- Given data -
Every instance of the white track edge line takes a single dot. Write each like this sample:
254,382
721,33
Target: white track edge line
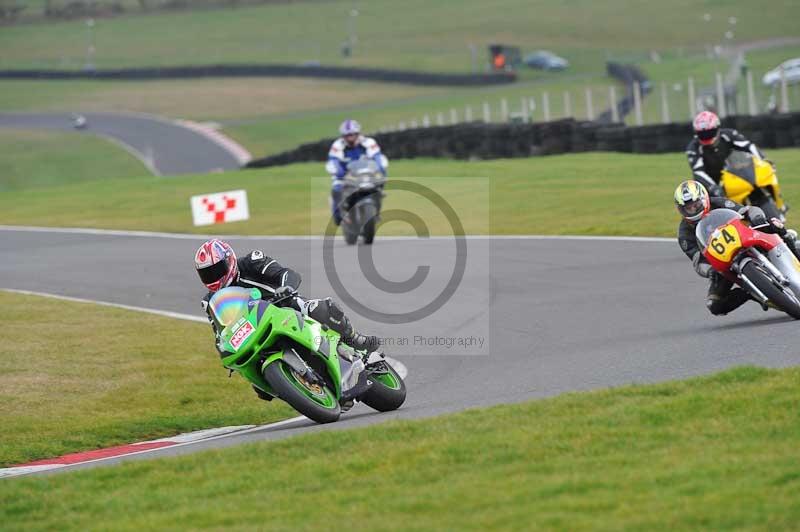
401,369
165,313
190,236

--

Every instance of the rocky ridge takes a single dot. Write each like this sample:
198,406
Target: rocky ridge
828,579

* * *

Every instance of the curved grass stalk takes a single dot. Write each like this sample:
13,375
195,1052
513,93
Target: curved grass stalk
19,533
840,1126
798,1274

- Task goal -
How many lines of the items above contain the string "Every", with case counting? Reply with the number alone.

- Solution for this problem -
3